Aim of the task | Reproduce the material below verbatim, keeping every line in its original order.

[Bounding box annotation entries]

• • • • •

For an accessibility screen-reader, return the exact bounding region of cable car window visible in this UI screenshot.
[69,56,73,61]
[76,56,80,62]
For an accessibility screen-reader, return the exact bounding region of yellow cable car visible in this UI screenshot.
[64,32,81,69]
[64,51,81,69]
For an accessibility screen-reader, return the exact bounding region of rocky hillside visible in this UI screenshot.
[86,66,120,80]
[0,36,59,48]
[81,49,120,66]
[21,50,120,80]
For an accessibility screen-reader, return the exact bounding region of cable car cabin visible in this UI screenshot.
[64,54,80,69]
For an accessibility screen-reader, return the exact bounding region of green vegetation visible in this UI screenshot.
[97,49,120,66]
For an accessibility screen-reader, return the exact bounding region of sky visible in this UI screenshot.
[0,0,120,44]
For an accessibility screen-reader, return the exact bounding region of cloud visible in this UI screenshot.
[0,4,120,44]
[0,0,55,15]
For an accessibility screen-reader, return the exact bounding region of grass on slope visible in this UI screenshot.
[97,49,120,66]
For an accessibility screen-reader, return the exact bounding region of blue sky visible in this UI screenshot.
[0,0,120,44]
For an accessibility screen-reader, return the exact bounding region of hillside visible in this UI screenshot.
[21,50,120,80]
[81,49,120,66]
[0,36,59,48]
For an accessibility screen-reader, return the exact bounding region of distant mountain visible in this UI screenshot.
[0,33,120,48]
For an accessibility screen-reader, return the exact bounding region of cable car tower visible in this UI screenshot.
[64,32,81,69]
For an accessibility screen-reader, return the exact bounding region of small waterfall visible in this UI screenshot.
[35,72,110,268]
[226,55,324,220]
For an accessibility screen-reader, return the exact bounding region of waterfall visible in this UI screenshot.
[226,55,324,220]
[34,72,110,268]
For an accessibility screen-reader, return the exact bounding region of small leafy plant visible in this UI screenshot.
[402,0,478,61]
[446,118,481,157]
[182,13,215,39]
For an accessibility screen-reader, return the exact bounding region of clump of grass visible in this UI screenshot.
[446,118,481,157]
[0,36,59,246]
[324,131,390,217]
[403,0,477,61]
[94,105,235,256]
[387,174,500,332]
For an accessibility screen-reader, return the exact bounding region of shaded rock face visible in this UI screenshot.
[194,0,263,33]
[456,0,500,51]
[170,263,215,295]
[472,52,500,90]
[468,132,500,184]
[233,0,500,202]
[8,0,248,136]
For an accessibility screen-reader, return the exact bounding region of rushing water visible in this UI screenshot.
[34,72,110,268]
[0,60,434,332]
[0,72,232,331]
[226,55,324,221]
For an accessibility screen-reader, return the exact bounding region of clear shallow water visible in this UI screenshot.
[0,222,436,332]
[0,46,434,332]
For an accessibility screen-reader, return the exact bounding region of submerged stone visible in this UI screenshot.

• • • • •

Task solution |
For an accessibility screen-reader, return the exact bounding region of cable car window visible in this UI screenshot.
[69,56,73,61]
[76,56,80,62]
For an accessibility screen-reader, return the exact bounding region of yellow cable car visible in this UI screenshot.
[64,32,81,69]
[64,51,81,69]
For an accessibility screen-reader, return the exact bounding region of rocky hillside visible in this UI screenshot.
[86,66,120,80]
[0,36,59,48]
[81,49,120,66]
[21,50,120,80]
For an accessibility screen-reader, return the exact bounding region of cable car cabin visible in this UI screenshot.
[64,54,80,69]
For an accessibility screen-reader, return the exact bounding region of green vegetation visible in this UI screenshot.
[97,49,120,66]
For an accessibility screen-reader, return the exact bounding region of sky visible in this UI screenshot.
[0,0,120,44]
For an accessibility screen-reader, return the exact bounding region of cloud visible in this UI screenshot.
[0,4,120,44]
[0,0,55,15]
For an accessibility screen-reader, return the exact bounding region of grass on slope visible in this UI screenshot.
[97,49,120,66]
For an accessibility screen-reader, return the exact bounding region of blue sky visible in this UI screenshot.
[0,0,120,44]
For an accessibility screen-reader, return the exact bounding region of hillside visible in this UI screenshot.
[21,50,120,80]
[81,49,120,66]
[0,36,59,48]
For an accessibility screen-reader, return the exact bounding region of distant mountain visible in this UI screenshot.
[0,33,120,48]
For an accessibility screen-reader, return the exact bounding region of cable car tower visible in this UI screenshot.
[64,32,81,69]
For an accessibility screen-reader, return the exact bounding region of small waterfall visible in this UI screenshot.
[35,72,110,268]
[226,55,324,220]
For an accessibility screen-reader, return the exact bounding region of waterfall visible in this UI screenshot.
[226,55,324,220]
[34,72,110,268]
For an accessibility screen-reader, return the exact bounding region of small leafy plant visible in this UI screenshot.
[402,0,478,61]
[446,118,481,157]
[182,13,215,39]
For an accessibility screen-reader, return the exact bounding region of clump of grass visible in this UI screenshot.
[446,118,481,157]
[0,36,59,246]
[324,131,390,217]
[403,0,477,61]
[94,105,235,256]
[387,174,500,332]
For an accessibility screen-reader, return the exact bounding region of shaded rock face visible in this UI screenshot.
[194,0,263,33]
[456,0,500,51]
[170,263,215,295]
[472,52,500,90]
[468,132,500,184]
[233,0,500,202]
[8,0,248,136]
For an accessibility screen-reader, return the exact bounding region of rushing water visible in this UI screenshot.
[34,72,110,268]
[0,60,434,332]
[0,72,232,331]
[226,55,324,221]
For an accessibility screen-reader, return the exact bounding region of clear shallow water visible in this UI screenshot.
[0,222,436,332]
[0,46,434,332]
For an accessibility screen-reader, return the exact bounding region of submerged stone visible in this UI screenshot.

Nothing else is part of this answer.